Records for this task
Content starts

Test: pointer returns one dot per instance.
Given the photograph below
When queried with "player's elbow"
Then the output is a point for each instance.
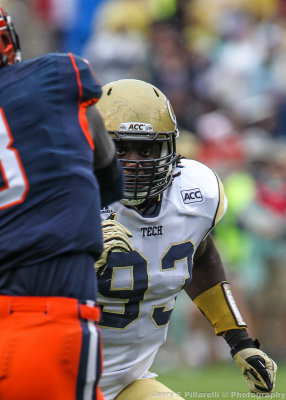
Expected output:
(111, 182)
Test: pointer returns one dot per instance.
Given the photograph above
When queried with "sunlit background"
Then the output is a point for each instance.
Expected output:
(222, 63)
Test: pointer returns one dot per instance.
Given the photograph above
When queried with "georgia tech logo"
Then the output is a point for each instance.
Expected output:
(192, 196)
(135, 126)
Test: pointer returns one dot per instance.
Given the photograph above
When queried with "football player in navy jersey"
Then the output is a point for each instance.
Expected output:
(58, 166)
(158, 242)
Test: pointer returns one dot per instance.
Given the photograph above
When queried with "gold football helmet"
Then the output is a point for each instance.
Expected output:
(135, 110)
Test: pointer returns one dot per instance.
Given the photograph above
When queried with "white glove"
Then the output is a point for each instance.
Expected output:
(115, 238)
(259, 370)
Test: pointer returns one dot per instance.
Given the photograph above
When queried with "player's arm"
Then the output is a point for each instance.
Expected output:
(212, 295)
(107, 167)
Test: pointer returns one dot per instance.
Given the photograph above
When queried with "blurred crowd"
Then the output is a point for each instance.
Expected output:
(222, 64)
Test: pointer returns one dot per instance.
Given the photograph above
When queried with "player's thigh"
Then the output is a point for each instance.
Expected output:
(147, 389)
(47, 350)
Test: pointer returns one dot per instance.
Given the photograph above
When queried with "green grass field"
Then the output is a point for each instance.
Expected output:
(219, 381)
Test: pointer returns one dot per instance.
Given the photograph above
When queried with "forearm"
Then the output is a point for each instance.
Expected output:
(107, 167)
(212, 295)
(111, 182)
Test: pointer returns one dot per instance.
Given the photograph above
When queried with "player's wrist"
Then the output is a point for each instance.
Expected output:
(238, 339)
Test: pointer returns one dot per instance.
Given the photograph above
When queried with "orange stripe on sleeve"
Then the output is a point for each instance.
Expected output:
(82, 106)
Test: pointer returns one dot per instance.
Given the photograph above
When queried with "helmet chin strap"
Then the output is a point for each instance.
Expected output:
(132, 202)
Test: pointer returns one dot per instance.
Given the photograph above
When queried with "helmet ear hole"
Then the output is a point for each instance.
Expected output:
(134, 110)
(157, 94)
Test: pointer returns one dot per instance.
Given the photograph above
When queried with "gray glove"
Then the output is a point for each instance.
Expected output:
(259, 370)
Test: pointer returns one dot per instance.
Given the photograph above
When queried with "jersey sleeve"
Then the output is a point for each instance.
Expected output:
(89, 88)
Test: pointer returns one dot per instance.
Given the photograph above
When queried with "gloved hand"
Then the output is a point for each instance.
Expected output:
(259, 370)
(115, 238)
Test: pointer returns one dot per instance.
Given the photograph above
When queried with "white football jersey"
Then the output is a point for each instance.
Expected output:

Content ends

What to produce
Please repeat every record above exactly, but leave out the pictures.

Response box
Test: pointer returns one dot per instance.
Given the photograph below
When queried with "player's elbow"
Then the output is a point for each instance.
Expected output:
(111, 182)
Test: pointer returns one dot per instance.
Given the photograph above
When queried with "sunlit background"
Then the output is a point for each instance.
Expected output:
(222, 63)
Test: pointer returns one dot per instance.
Given the photograph above
When queried with "georgia tech logo"
Then the output is a point for each instance.
Expected output:
(192, 196)
(135, 126)
Test: pointer returns one dot per instance.
Given the photograph above
When queried with "football player in navy jersey"
Then the output is a point for each instance.
Expected output:
(58, 166)
(158, 242)
Test: pointer returns one dot per instance.
Given the photograph above
When queried with "gold football helmet"
Then the output is a point for each instance.
Expected output:
(135, 110)
Test: pointer returns one dot per instance.
Given the photograph above
When queried with "white glove"
Then the output is a point for each instance.
Expected output:
(115, 238)
(259, 370)
Test: pointer returns one dot per instance.
Given the photograph above
When queried with "player's arm"
Then the output is a point for each instance.
Expected output:
(212, 295)
(107, 167)
Test: pointer returns one dot per instance.
Given the photograph above
When queried with "blurred crowd"
Then the output is a point for each instance.
Expected output:
(222, 64)
Test: pointer returns one dot per instance.
Given the photograph above
When queried with "player's thigh"
Then the output is a point for each instance.
Expected output:
(147, 389)
(47, 350)
Test: pointer returns one dot per instance.
Given the photograph above
When queried with "green grass field"
Then the output is a point for each instance.
Expected output:
(219, 381)
Test: pointer returns one dot per instance.
Given the photograph above
When queried with "forearm"
Then the output is a point for each instance.
Expected output:
(107, 167)
(212, 295)
(111, 182)
Test: pointer returns one dot per instance.
Given the photograph above
When queried with "player's wrist"
Then the output is a point for each instance.
Expected output:
(238, 339)
Test: pointer returns one dot per instance.
Given the photograph above
When queried with "orange stripe on sleeve"
Then the output is a point for each instance.
Expected output:
(82, 106)
Test: pointer returns one dot per instance.
Given the photograph above
When queried with "helmet chin strap"
Then the output is a point for each instance.
Expected output:
(132, 202)
Test: pointer returns one dot per instance.
Given the photograph above
When queried with "helmet ear hole"
Then the output is a point for each instance.
Expected output:
(134, 110)
(157, 94)
Test: pointer returns one dot per instance.
Given the photograph above
When queried with "gray glove"
Then the output is a point for each instance.
Expected output:
(259, 370)
Test: pointer returns one dot per instance.
Given the photograph above
When queried with "jersey sleeve"
Then the output is a point for each instance.
Expected output:
(89, 88)
Test: pointer returns one dot per instance.
Given the photograph above
When queried with "gloved hand"
Then the output is a point for each instance.
Expected output:
(259, 370)
(115, 238)
Test: pointer returns one dot per instance.
Given the photograph above
When queried with "white football jersey"
Then the output is a point for each instance.
Expected output:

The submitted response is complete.